● Your instructions
In the text below, condense the paragraph beginning "The first thing to have is a function" into a short bulleted list that keeps its main facts.

● Selection
"""
The first thing to have is a function to create minibatches of training data. In fact, at each training iteration, we'd need to insert a minibatch of samples extracted from the training set. Here, we'll build a function that takes the observations, labels, and batch size as arguments and returns a minibatch generator. Furthermore, to introduce some variability in the training data, let's add another argument to the function, the possibility to shuffle the data to have different minibatches of data for each generator. Having different minibatches of data in each generator will force the model to learn the in-out connection and not memorize the sequence:
def minibatcher(X, y, batch_size, shuffle):
assert X.shape[0] == y.shape[0]
n_samples = X.shape[0]
if shuffle:
idx = np.random.permutation(n_samples)
else:
idx = list(range(n_samples))
for k in range(int(np.ceil(n_samples/batch_size))):
from_idx = k*batch_size
to_idx = (k+1)*batch_size
yield X[idx[from_idx:to_idx], :, :, :], y[idx[from_idx:to_idx], :]
To test this function, let's print the shapes of minibatches while imposing batch_size=10000:
for mb in minibatcher(X_train, y_train, 10000, True):
print(mb[0].shape, mb[1].shape)
That prints the following:
(10000, 32, 32, 1) (10000, 43)
(10000, 32, 32, 1) (10000, 43)
(9406, 32, 32, 1) (9406, 43)
Unsurprisingly, the 29,406 samples in the training set are split into two minibatches of 10,000 elements, with the last one of 9406 elements. Of course, there are the same number of elements in the label matrix too.
It's now time to build the model, finally! Let's first build the blocks that will compose the network. We can start creating the fully connected layer with a variable number of units (it's an argument), without activation. We've decided to use Xavier initialization for the coefficients (weights) and 0-initialization for the biases to have the layer centered and scaled properly. The output is simply the multiplication of the input tensor by the weights, plus the bias. Please take a look at the dimensionality of the weights, which is defined dynamically, and therefore can be used anywhere in the network:
import tensorflow as tf
def fc_no_activation_layer(in_tensors, n_units):
w = tf.get_variable('fc_W',
[in_tensors.get_shape()[1], n_units],
tf.float32,
tf.contrib.layers.xavier_initializer())
b = tf.get_variable('fc_B',
[n_units, ],
tf.float32,
tf.constant_initializer(0.0))
return tf.matmul(in_tensors, w) + b
Let's now create the fully connected layer with activation; specifically, here we will use the leaky ReLU. As you can see, we can build this function using the previous one:
def fc_layer(in_tensors, n_units):
return tf.nn.leaky_relu(fc_no_activation_layer(in_tensors, n_units))
Finally, let's create a convolutional layer that takes as arguments the input data, kernel size, and number of filters (or units). We will use the same activations used in the fully connected layer. In this case, the output passes through a leaky ReLU activation:
def conv_layer(in_tensors, kernel_size, n_units):
w = tf.get_variable('conv_W',
[kernel_size, kernel_size, in_tensors.get_shape()[3], n_units],
tf.float32,
tf.contrib.layers.xavier_initializer())
"""
● Extracted records
"""
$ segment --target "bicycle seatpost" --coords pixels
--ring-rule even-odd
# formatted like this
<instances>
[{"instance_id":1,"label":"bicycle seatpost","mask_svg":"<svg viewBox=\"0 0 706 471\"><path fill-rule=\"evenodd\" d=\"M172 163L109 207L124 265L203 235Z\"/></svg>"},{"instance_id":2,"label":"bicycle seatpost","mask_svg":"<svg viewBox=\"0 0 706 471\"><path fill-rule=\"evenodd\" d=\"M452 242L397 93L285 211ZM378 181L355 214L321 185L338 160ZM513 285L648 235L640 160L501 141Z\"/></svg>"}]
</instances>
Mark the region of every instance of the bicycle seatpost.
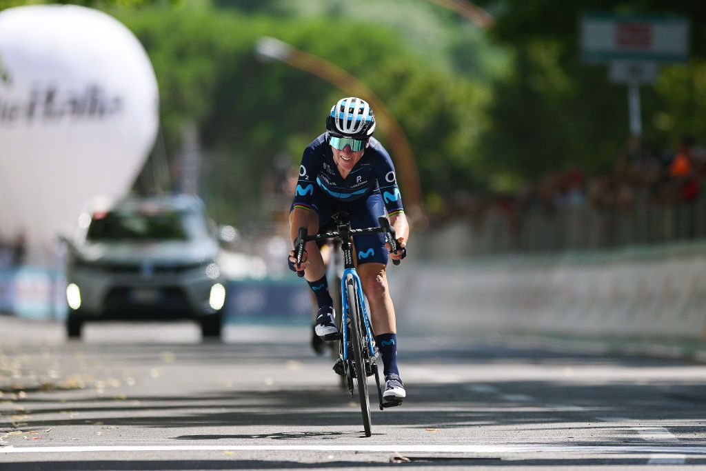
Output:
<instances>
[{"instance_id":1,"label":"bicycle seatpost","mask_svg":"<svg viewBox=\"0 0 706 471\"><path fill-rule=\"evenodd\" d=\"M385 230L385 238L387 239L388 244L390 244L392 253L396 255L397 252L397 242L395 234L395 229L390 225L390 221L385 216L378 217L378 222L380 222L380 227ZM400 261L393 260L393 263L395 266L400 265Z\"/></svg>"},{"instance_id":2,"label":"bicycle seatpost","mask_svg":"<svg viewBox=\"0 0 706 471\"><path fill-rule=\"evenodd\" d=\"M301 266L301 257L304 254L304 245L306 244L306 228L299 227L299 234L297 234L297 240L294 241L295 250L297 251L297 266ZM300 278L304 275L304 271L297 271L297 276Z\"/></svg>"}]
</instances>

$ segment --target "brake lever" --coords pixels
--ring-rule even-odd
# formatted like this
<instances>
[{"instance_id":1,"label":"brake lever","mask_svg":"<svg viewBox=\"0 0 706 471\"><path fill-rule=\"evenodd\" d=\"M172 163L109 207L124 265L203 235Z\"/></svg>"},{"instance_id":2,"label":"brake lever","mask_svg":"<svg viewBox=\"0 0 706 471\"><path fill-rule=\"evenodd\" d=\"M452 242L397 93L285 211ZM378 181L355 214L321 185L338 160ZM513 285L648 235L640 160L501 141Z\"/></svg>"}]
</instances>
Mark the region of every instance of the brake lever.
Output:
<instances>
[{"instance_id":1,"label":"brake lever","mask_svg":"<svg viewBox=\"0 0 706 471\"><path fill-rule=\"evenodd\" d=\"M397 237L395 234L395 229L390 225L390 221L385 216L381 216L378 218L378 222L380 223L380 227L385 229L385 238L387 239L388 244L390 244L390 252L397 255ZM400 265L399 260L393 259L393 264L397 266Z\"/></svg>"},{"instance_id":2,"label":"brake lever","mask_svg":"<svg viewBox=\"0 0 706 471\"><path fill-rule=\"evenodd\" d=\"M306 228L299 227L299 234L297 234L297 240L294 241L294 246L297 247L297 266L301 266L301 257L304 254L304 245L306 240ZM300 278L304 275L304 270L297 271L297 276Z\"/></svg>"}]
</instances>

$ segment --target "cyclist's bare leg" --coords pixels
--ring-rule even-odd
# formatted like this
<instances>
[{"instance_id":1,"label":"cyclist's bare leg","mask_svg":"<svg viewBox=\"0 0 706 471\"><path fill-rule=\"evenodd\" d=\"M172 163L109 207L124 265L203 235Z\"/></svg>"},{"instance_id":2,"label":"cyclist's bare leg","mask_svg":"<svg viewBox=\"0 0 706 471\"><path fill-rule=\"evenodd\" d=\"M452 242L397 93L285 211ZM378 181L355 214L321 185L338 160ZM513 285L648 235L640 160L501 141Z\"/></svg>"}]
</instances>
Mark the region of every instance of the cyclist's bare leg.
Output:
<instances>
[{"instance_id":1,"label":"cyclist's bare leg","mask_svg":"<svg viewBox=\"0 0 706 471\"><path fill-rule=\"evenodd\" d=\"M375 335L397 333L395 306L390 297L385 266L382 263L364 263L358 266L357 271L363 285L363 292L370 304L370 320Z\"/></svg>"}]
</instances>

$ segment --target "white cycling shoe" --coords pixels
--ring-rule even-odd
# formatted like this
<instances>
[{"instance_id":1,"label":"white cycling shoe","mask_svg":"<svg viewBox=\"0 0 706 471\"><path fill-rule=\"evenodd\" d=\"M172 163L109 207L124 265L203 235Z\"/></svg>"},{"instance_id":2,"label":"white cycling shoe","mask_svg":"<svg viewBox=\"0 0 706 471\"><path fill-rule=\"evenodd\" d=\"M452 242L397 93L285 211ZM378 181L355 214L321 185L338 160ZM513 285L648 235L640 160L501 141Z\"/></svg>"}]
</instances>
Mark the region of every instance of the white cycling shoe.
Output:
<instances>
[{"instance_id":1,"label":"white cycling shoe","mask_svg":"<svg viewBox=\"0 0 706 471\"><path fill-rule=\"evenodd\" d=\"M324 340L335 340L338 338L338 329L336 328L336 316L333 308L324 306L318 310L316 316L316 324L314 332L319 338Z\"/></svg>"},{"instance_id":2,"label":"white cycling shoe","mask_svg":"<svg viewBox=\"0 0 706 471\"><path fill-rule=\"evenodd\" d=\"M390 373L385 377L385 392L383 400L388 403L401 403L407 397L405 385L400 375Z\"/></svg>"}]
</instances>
"""
● Task result
- Training requires a function that creates minibatches, since every training iteration takes in a minibatch of samples drawn from the training set.
- The function takes the observations, labels, and batch size as arguments and returns a minibatch generator.
- An extra argument lets the data be shuffled, so each generator produces different minibatches.
- Varying the minibatches forces the model to learn the in-out connection instead of memorizing the sequence.